# Provided passage:
China Published New Anti-trust Enforcement Structure and Concentration Declaration Threshold and Its Impact on Foreign M&A Transactions

By Bill H. Zhang

 

Background

 

After more than ten years’ drafting and debating, China passed its first Anti-monopoly Law (“AML”) on August 30, 2007, which took into effect on August 1, 2008. AML prohibits three types of monopolistic conducts, including prohibiting business operators from (i) reaching monopoly agreements; (ii) abusing dominant market status; or (iii) conducting concentration which may have the effect of eliminating or restricting competition. AML requests business operators to a concentration to declare with the anti-monopoly enforcement agency designated by the State Council (“Anti-monopoly Enforcement Agency” or “AMEA”) before concentration which triggers for certain criteria prescribed by the State Council. Only a few days before AML took into effect, Chinese government designated a three-pronged AMEA structure. Till nowadays, the Detailed Implementation for AML has not yet been promulgated. In order to guide the pre-concentration declaration, the Legislative Affairs Office under the State Council worked out a draft on business operator pre-concentration declaration provisions (“Draft”) in March, 2008 for public opinion and comments. After having gathered and studied public comments, the State Council promulgated a five-article Provision on Business Operators Pre-concentration Declaration Threshold (“Declaration Threshold”) on August 3, 2008, effective on the same day, two days after AML took into effect to regulate concentration declaration.

# Stated task 1:
List each line of the listing that contains the string "carport". Matching is case-sensitive.
# Stated task 2:
Extend the article on China's Anti-monopoly Law and its concentration declaration threshold above, continuing from its last sentence.

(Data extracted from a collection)
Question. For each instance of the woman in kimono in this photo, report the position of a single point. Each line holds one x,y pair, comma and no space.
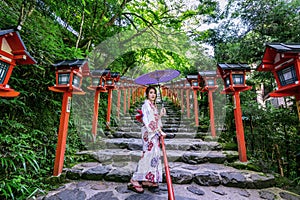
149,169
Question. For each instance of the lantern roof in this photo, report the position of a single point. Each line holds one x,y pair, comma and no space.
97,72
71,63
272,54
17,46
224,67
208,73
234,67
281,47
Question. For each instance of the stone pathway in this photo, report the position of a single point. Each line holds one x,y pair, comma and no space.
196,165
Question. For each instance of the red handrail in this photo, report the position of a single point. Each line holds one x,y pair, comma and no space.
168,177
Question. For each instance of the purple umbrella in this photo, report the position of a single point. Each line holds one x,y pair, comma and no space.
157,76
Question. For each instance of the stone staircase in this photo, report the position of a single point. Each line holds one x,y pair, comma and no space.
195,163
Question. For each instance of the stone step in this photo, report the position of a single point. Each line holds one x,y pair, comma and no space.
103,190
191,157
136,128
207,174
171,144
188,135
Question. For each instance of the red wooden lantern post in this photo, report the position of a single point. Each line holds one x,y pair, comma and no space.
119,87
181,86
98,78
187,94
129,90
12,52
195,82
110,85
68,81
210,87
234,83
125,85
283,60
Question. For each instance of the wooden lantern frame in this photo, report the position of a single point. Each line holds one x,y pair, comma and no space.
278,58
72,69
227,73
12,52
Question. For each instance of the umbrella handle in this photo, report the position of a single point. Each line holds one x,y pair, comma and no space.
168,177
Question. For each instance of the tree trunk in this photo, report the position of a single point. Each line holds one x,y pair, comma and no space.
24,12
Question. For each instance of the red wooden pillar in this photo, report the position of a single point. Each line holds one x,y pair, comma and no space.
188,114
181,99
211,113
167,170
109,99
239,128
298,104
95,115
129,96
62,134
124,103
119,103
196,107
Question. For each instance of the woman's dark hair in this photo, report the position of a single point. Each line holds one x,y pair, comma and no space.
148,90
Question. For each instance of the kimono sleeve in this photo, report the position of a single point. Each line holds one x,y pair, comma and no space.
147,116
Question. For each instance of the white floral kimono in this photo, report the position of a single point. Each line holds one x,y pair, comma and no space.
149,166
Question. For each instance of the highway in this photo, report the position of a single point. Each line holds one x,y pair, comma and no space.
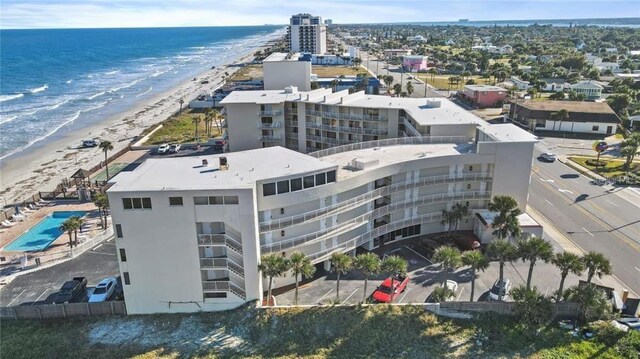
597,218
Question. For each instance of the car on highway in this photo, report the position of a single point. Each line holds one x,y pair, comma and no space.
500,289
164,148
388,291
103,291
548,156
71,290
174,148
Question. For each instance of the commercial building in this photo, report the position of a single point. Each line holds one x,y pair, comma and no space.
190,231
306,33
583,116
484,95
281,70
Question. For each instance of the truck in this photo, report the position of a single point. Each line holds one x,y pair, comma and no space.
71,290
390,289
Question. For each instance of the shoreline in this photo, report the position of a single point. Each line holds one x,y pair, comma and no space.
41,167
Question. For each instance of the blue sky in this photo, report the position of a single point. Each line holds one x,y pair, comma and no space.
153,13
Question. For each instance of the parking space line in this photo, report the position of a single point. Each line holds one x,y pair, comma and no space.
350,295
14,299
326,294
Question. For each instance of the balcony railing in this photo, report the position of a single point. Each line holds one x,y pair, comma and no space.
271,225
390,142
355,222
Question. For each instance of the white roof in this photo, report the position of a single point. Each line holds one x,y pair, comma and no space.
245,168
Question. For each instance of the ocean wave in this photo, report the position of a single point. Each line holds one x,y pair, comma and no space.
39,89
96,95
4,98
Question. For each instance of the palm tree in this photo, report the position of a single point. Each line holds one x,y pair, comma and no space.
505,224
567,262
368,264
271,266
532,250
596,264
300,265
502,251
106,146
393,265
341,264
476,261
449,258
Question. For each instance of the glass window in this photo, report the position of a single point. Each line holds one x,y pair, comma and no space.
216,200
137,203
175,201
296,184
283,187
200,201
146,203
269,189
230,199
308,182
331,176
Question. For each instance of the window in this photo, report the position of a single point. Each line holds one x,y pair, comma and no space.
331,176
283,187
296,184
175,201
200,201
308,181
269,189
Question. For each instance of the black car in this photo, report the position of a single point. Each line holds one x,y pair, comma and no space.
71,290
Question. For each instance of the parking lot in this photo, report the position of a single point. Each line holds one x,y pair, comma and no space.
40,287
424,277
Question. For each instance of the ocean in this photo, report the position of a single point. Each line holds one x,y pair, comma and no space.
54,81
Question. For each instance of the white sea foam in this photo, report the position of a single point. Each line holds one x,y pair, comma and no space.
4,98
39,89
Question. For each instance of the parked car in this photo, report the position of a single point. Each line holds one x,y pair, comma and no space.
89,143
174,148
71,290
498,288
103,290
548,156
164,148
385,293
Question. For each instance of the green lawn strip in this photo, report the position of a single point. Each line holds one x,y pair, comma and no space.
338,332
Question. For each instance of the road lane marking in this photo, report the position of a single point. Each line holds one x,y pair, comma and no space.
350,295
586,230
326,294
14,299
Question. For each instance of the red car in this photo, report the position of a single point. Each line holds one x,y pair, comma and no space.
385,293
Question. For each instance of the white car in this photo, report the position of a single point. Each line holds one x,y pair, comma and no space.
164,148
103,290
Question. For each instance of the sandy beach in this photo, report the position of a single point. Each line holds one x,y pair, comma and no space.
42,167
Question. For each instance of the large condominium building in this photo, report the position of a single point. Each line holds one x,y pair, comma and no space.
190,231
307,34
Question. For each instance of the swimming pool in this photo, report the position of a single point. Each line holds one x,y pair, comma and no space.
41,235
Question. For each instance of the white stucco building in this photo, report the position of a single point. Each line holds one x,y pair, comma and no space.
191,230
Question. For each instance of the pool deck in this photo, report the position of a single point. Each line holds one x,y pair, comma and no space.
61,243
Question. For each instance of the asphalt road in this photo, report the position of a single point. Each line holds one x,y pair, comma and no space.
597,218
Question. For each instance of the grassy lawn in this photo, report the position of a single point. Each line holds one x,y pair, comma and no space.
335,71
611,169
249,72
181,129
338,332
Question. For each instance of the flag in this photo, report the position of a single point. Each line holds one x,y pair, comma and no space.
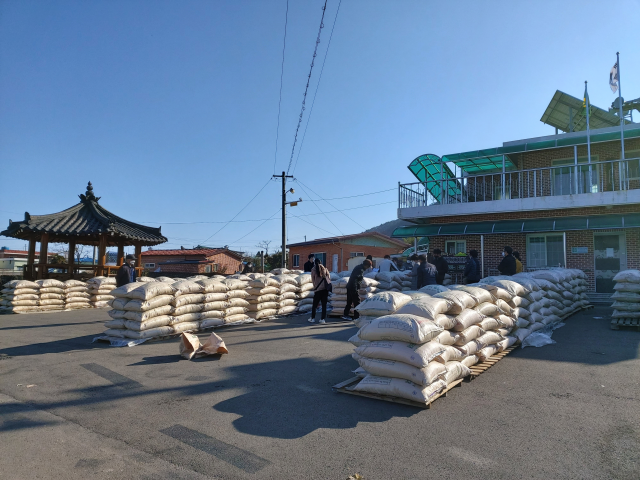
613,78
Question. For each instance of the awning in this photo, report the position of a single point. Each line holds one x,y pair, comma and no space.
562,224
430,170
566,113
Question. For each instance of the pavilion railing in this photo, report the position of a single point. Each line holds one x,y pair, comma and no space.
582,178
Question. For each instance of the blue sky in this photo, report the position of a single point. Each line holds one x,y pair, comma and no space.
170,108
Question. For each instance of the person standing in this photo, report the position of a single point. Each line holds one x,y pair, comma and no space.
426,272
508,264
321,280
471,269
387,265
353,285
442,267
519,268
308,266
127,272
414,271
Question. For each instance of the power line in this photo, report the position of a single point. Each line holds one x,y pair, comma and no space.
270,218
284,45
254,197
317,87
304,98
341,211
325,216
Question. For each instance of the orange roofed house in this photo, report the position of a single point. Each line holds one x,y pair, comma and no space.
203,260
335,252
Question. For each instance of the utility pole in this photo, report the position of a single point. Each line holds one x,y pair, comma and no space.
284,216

* * *

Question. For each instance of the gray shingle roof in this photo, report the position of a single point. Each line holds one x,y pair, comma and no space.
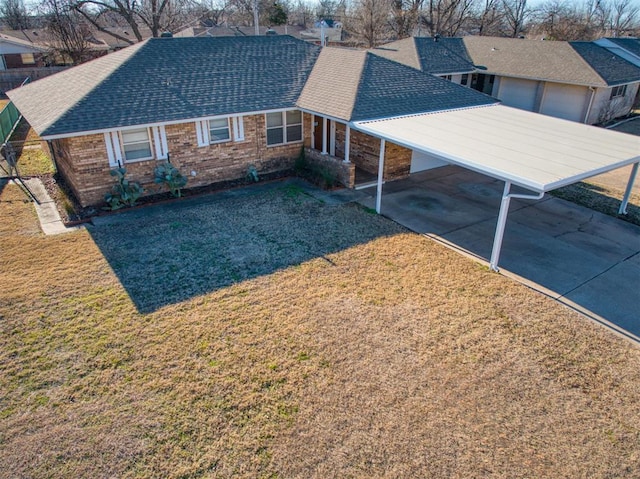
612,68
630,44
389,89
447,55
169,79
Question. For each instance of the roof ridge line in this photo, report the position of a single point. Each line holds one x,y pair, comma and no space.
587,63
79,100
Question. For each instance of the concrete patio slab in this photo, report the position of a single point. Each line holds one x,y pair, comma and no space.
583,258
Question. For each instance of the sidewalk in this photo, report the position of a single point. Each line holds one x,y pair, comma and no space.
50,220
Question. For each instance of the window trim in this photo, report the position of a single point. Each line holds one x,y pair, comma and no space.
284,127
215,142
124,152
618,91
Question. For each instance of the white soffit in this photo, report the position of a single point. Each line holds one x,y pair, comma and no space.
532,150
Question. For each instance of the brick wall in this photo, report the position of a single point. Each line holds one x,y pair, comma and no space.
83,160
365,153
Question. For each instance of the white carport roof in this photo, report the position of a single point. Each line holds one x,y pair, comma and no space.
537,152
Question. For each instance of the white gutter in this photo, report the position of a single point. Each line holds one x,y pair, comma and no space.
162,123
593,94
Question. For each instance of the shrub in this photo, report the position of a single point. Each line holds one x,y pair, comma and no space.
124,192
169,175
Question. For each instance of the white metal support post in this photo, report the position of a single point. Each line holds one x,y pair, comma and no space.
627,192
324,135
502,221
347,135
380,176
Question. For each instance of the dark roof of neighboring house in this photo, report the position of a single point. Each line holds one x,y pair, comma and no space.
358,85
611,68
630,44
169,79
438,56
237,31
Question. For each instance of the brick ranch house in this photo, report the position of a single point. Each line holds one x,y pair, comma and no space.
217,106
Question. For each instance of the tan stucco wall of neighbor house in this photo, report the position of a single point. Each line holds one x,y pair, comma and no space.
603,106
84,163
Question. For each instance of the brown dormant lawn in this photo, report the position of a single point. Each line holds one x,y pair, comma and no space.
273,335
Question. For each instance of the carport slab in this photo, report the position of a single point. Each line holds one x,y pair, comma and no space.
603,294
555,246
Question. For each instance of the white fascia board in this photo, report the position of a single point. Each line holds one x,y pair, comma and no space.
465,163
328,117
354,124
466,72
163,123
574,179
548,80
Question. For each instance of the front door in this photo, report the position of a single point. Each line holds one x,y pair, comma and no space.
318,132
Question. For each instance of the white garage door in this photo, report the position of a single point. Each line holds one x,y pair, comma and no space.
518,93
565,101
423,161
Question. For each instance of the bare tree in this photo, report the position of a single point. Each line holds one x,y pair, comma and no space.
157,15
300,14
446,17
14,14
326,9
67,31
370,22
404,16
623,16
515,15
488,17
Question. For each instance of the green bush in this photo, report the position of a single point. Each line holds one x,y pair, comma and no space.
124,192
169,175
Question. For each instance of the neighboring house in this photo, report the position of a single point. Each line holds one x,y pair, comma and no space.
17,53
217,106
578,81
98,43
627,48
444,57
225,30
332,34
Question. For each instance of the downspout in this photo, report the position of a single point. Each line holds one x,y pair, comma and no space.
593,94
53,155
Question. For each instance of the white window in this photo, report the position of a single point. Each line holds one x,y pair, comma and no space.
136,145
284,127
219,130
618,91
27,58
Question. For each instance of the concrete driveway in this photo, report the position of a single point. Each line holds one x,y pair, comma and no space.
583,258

...

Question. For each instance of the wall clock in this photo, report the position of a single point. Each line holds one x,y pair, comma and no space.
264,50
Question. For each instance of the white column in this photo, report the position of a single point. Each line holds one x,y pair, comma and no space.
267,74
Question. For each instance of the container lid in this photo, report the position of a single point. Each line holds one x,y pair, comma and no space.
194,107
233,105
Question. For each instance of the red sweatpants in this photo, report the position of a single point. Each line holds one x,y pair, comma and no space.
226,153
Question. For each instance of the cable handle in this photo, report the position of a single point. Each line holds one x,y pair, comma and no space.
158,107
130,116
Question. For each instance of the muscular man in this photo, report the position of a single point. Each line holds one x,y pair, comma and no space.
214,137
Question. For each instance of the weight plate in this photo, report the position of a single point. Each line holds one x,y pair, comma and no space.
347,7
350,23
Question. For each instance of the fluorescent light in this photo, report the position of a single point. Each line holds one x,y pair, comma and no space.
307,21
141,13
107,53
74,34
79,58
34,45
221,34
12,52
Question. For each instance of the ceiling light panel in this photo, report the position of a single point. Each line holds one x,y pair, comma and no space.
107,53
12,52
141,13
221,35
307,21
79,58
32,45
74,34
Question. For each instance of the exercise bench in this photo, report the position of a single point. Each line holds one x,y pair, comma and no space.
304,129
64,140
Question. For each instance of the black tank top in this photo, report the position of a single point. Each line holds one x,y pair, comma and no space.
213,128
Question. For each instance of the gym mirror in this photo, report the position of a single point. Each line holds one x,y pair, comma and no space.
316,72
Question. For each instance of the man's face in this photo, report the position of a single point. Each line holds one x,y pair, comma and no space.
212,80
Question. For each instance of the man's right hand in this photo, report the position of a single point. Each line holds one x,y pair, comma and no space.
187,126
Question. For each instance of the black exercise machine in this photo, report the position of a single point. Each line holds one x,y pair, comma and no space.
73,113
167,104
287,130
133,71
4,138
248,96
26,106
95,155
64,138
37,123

# Task answer 1:
Question. For each instance of the white carport roof in this photo, report the position of a single point. Each line holds one x,y pair, comma and no space.
Question. For each instance of the carport slab in this photo, report the position of a single point. Each line holds one x,y pair, comma and no space.

# Task answer 2:
 

The designated AMEA structure and the Declaration Threshold are problematic and worrisome to foreign investors. This China Legal Watch article will briefly address the AMEA structure and the threshold for business operators to declare with AMEA before concentration and further analyze its impact on foreign mergers and acquisitions (“M&A”) in China.

 

AMEA Structure and Functions of Each AMEA

 

Before the effectiveness of AML and the Declaration Threshold, the Regulations on the Mergers & Acquisition of Domestic Enterprises by Foreign Investors (“M&A Regulations”)[1] has delegated the powers for anti-trust review on foreign M&A transactions only to the Ministry of Commerce (“MOFCOM”) and the State Administration for Industry and Commerce (“SAIC”), but has not clarified the division of the functions and responsibilities of MOFCOM and SAIC in terms of anti-trust review. It is unclear the application, under what circumstances, shall be filed individually with MOFCOM or SAIC or with both. AML only prescribes that AMEA is the authority in charge of anti-monopoly law enforcement, but keeps silent on the structure and composition of AMEA. After long beggaring, Chinese government adopted a three-pronged AMEA structure. In addition to MOFCOM and SAIC, the National Development and Reform Commission (“NDRC”) was newly added as AMEA member. Each of these three authorities has retained significant power to enforce AML.

 

SAIC will establish the Anti-monopoly and Anti-unfair Competition Bureau which will be in charge of anti-trust investigation and review involving monopoly agreements, abuse of market dominance status and administrative power to eliminate or restrict competition, excluding price-related agreements or abuse. The power for anti-trust review on business operator concentration is solely delegated to the Anti-monopoly Investigation Bureau under MOFCOM. While the Price Department under NDRC will be solely responsible for investigating and reviewing price-related monopoly conducts or abuse.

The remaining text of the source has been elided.